EXTRAIT
********
Il est dit quelque part que le lion se fait connaître par ses griffes. Ainsi le Christ, le lion de la tribu de Juda, se fait aussi connaître par ses jeunes griffes, Lui le Seigneur fort et puissant, puissant dans le combat. Mais en quoi réside donc la grande puissance de ce Nouveau‑Né ? Ecoutez ! Dès que la nouvelle de la naissance commence à se propager, Hérode est troublé et Jérusalem avec lui ! L'enfant ne parle pas encore et Il effraie déjà ceux dont on trompette le nom sur toute la terre ! Il est encore dans les langes, et Il fait déjà peur aux bourreaux armés ! Il n'est que dans une mangeoire, et Il fait trembler celui qui siège sur un trône royal !

Certains médecins particulièrement expérimentés prétendent que les nourrissons appelés à devenir des personnages illustres et glorieux, comme des rois ou de vaillants généraux, manifestent déjà par leurs jeunes griffes le signe de leur puissance et de leurs futurs exploits. Périclès, dit‑on, n'était pas encore né qu'il effrayait déjà les Grecs dans des visions et des songes. Alexandre n'avait pas vu le jour que tous l'appelaient fils d'Ammon et prince du royaume. Les fourmis mettaient des grains de blé dans la bouche du jeune Midas endormi, prédisant les innombrables richesses du futur roi de Phrygie.
********
VOS CONSIGNES
Reprenez l'extrait sur les jeunes griffes en commençant à "Certains médecins particulièrement" et en terminant à "roi de Phrygie.", et remplacez "Périclès" par "Thémistocle". Vous n'aurez pas besoin de ces données.

Extraits d'un jeu de données de pointage:
********
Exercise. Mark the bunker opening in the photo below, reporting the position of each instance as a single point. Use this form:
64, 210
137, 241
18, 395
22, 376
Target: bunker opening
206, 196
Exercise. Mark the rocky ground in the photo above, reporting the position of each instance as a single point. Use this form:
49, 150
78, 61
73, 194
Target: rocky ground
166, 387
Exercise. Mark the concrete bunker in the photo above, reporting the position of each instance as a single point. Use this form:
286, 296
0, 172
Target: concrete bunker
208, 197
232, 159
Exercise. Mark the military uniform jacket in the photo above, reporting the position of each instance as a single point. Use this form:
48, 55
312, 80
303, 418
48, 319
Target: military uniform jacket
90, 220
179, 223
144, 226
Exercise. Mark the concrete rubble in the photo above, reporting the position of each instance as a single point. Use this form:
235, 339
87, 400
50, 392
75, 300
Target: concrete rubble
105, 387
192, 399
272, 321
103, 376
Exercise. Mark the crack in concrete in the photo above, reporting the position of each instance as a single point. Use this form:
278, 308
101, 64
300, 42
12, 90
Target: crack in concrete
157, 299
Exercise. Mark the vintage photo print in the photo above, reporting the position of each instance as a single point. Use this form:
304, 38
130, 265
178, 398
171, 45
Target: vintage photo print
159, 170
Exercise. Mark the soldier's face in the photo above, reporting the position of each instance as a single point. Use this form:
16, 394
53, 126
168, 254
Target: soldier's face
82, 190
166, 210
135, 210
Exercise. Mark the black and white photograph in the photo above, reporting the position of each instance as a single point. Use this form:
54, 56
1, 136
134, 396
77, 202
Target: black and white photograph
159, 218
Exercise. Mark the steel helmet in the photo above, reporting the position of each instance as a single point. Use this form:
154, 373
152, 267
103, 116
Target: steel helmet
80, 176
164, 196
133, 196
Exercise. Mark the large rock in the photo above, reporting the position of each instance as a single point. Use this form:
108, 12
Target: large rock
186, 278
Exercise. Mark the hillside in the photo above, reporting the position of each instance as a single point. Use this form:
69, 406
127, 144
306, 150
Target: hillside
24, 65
********
RÉPONSE COMPLÈTE
Certains médecins particulièrement expérimentés prétendent que les nourrissons appelés à devenir des personnages illustres et glorieux, comme des rois ou de vaillants généraux, manifestent déjà par leurs jeunes griffes le signe de leur puissance et de leurs futurs exploits. Thémistocle, dit‑on, n'était pas encore né qu'il effrayait déjà les Grecs dans des visions et des songes. Alexandre n'avait pas vu le jour que tous l'appelaient fils d'Ammon et prince du royaume. Les fourmis mettaient des grains de blé dans la bouche du jeune Midas endormi, prédisant les innombrables richesses du futur roi de Phrygie.